Turn the rows below into a numbered list. Skip any blank lines and leave the pictures out.

..............................

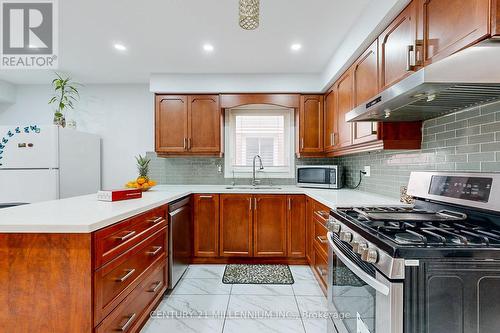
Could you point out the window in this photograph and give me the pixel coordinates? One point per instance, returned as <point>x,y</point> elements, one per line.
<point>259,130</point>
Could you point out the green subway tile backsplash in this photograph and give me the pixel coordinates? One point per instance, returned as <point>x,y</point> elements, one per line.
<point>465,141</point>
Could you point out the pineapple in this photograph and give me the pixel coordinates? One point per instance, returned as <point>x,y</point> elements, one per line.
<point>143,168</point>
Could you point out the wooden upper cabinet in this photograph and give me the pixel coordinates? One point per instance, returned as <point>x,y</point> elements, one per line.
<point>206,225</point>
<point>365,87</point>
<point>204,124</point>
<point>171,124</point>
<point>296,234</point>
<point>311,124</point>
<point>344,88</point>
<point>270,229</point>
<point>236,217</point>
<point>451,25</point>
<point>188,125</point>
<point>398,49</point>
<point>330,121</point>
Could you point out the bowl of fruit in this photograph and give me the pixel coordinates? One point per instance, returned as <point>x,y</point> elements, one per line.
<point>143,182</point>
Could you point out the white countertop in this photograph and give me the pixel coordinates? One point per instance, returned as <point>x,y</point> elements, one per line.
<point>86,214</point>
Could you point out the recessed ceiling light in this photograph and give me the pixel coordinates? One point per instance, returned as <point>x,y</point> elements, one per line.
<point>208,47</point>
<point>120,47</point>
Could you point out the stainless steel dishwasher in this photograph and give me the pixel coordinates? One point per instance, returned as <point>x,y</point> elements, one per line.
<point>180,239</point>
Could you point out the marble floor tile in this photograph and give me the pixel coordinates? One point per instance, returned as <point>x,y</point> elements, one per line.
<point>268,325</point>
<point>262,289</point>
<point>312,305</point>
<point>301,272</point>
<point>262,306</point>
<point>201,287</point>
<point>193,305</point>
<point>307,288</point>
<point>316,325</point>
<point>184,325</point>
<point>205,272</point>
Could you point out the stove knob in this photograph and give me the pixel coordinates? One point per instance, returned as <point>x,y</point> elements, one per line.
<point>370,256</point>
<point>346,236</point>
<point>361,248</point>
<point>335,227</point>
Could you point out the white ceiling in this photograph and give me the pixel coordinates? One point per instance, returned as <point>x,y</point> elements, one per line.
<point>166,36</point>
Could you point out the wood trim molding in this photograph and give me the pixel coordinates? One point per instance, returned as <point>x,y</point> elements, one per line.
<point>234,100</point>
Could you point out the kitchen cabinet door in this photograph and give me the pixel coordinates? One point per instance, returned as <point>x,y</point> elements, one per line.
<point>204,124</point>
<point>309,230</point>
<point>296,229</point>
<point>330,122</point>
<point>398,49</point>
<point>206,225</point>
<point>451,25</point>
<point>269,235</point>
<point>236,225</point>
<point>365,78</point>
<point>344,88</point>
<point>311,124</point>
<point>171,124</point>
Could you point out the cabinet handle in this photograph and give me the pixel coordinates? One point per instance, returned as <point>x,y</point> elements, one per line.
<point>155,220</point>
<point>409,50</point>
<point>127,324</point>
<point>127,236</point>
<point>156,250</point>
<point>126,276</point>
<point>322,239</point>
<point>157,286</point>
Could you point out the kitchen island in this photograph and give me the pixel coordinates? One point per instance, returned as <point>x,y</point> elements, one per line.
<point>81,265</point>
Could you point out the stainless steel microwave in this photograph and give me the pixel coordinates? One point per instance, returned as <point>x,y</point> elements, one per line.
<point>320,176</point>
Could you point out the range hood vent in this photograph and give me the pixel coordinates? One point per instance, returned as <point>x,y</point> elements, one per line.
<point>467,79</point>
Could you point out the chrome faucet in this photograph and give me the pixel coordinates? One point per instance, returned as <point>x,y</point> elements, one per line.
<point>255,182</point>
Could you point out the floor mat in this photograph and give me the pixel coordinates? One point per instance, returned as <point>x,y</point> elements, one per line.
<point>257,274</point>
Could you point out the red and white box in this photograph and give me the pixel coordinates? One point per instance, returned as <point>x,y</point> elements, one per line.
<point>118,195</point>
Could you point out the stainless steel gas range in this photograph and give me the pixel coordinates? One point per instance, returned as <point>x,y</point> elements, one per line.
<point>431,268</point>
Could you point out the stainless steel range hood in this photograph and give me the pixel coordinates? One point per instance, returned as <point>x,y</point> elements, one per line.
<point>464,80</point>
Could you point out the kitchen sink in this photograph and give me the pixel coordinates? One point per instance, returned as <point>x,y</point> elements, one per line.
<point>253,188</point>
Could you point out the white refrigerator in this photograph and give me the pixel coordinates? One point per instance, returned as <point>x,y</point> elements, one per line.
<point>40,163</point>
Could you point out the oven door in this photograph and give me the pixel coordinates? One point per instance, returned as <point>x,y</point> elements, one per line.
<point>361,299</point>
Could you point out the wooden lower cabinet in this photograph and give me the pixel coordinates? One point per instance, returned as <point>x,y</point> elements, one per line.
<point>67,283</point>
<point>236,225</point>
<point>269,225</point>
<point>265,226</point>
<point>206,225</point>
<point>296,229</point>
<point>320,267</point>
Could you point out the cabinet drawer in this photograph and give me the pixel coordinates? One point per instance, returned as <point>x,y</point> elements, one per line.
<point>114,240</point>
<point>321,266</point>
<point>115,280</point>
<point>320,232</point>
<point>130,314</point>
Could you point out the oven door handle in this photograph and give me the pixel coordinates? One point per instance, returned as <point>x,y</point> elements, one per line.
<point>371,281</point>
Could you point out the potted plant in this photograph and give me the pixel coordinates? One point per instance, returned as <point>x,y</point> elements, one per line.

..............................

## Finished exercise
1. Could you point out the window in this photograph and give me the pixel coordinates? One point per instance, returned as <point>x,y</point> elements, one per line.
2. <point>259,130</point>
3. Could you point out the green subway tile backsplash in this photograph and give me the pixel coordinates? One point per instance, returned as <point>x,y</point> elements, one per line.
4. <point>465,141</point>
5. Could you point out the pineapple in this photograph and give me the pixel coordinates? One point per instance, returned as <point>x,y</point> elements, one per line.
6. <point>143,168</point>
7. Could you point out the wooden upper cabinet in this photograph and give me the pixel coordinates? One point per instance, returned as <point>x,y</point> elements, one per line.
8. <point>206,225</point>
9. <point>365,87</point>
10. <point>204,124</point>
11. <point>171,124</point>
12. <point>296,234</point>
13. <point>311,124</point>
14. <point>344,88</point>
15. <point>270,229</point>
16. <point>236,217</point>
17. <point>451,25</point>
18. <point>188,125</point>
19. <point>398,49</point>
20. <point>330,121</point>
21. Could you point out the bowl of fruit in this photograph and give me the pixel coordinates? One point per instance, returned as <point>x,y</point> elements, one per line.
22. <point>143,182</point>
23. Could you point out the white countertop in this photograph and give me the pixel coordinates? One point per instance, returned as <point>x,y</point> elements, one per line.
24. <point>86,214</point>
25. Could you point out the recessed ceiling light in this photograph and give me the pixel coordinates? One point per instance, returned as <point>x,y</point> elements, one per line.
26. <point>208,47</point>
27. <point>120,47</point>
28. Could you point out the stainless steel dishwasher in this photograph and give me the pixel coordinates? One point per instance, returned as <point>x,y</point> elements, one per line.
29. <point>180,239</point>
30. Could you point out the marble floor tile in this photograph and give me the pixel coordinates? One point per instance, returned as <point>x,y</point> elements, one per line.
31. <point>268,325</point>
32. <point>262,289</point>
33. <point>312,305</point>
34. <point>301,272</point>
35. <point>262,306</point>
36. <point>201,287</point>
37. <point>193,305</point>
38. <point>307,288</point>
39. <point>316,325</point>
40. <point>184,325</point>
41. <point>205,272</point>
42. Could you point out the stove knob in this photograph and give me the pixel coordinates? One point per instance, returned as <point>x,y</point> elements, one per line.
43. <point>370,256</point>
44. <point>346,236</point>
45. <point>361,248</point>
46. <point>335,227</point>
47. Could you point out the white ceiling in this photograph and give me the pixel coordinates? One point per instance, returned as <point>x,y</point> elements, one per line.
48. <point>166,36</point>
49. Could you point out the wood trim molding in this photograph and give me the pixel coordinates? One point per instance, returned as <point>x,y</point> elements, one per line.
50. <point>234,100</point>
51. Could you point out the kitchen cabinet door in this photograph and give me the pixel coordinates? One point per instance, returned as <point>x,y</point> elements, one per line.
52. <point>204,124</point>
53. <point>309,230</point>
54. <point>296,229</point>
55. <point>330,122</point>
56. <point>398,49</point>
57. <point>206,225</point>
58. <point>451,25</point>
59. <point>269,235</point>
60. <point>236,225</point>
61. <point>365,78</point>
62. <point>344,88</point>
63. <point>311,124</point>
64. <point>171,124</point>
65. Could you point out the cabinet handle in this photograph and give me the pixel coordinates? One point per instance, returned as <point>x,y</point> elements, one per line.
66. <point>155,220</point>
67. <point>409,50</point>
68. <point>127,324</point>
69. <point>127,236</point>
70. <point>156,250</point>
71. <point>126,276</point>
72. <point>322,239</point>
73. <point>157,286</point>
74. Could you point out the kitchen island in this photograph and give me the pixel coordinates? One point per instance, returned as <point>x,y</point> elements, one per line.
75. <point>81,265</point>
76. Could you point out the stainless steel microwave in this photograph and give me the pixel coordinates? One point per instance, returned as <point>x,y</point> elements, one per line.
77. <point>320,176</point>
78. Could you point out the range hood vent in this photograph and give me the pixel coordinates? One point per instance, returned as <point>x,y</point> elements, one per line.
79. <point>467,79</point>
80. Could you point out the chrome faucet in this photograph and give me the pixel coordinates? One point per instance, returned as <point>x,y</point> elements, one per line.
81. <point>255,182</point>
82. Could you point out the floor mat in this photograph and give me the pixel coordinates? One point per instance, returned as <point>x,y</point> elements, one per line.
83. <point>257,274</point>
84. Could you point out the red and white box in this photograph and give me the pixel coordinates? One point per instance, returned as <point>x,y</point> elements, one per line.
85. <point>118,195</point>
86. Could you point out the stainless steel gas range in this photograph and give me the pixel coordinates? One point per instance, returned as <point>x,y</point> elements, one per line.
87. <point>431,268</point>
88. Could you point out the stainless steel range hood in this photograph and give me the pixel coordinates? One point per instance, returned as <point>x,y</point> elements, one per line.
89. <point>464,80</point>
90. Could you point out the kitchen sink in this photograph and give me the pixel coordinates? One point per instance, returned as <point>x,y</point> elements, one per line.
91. <point>253,188</point>
92. Could you point out the white refrigerator in this photograph and give me the pixel coordinates? One point per instance, returned as <point>x,y</point> elements, one per line.
93. <point>40,163</point>
94. Could you point out the oven door in this photograph and give me the pixel coordinates? One point per instance, returned as <point>x,y</point> elements, one per line.
95. <point>361,299</point>
96. Could you point out the wooden lower cabinet in this photograph and give me the pixel coordinates? One point per instance, returned as <point>x,y</point> elements, one per line.
97. <point>67,283</point>
98. <point>236,225</point>
99. <point>269,225</point>
100. <point>265,226</point>
101. <point>206,225</point>
102. <point>296,229</point>
103. <point>320,267</point>
104. Could you point out the cabinet drawer in this photograph and give me the pixel coordinates? One point per instance, returned as <point>x,y</point> elements, one per line.
105. <point>114,240</point>
106. <point>321,266</point>
107. <point>115,280</point>
108. <point>320,232</point>
109. <point>130,314</point>
110. Could you point out the oven door handle in this photograph and give me the pixel coordinates? One point per instance, returned as <point>x,y</point> elements, one per line.
111. <point>371,281</point>
112. Could you point out the potted plant in this photograph and give me the pixel coordinates? One point per instance, returned as <point>x,y</point> elements, one per line.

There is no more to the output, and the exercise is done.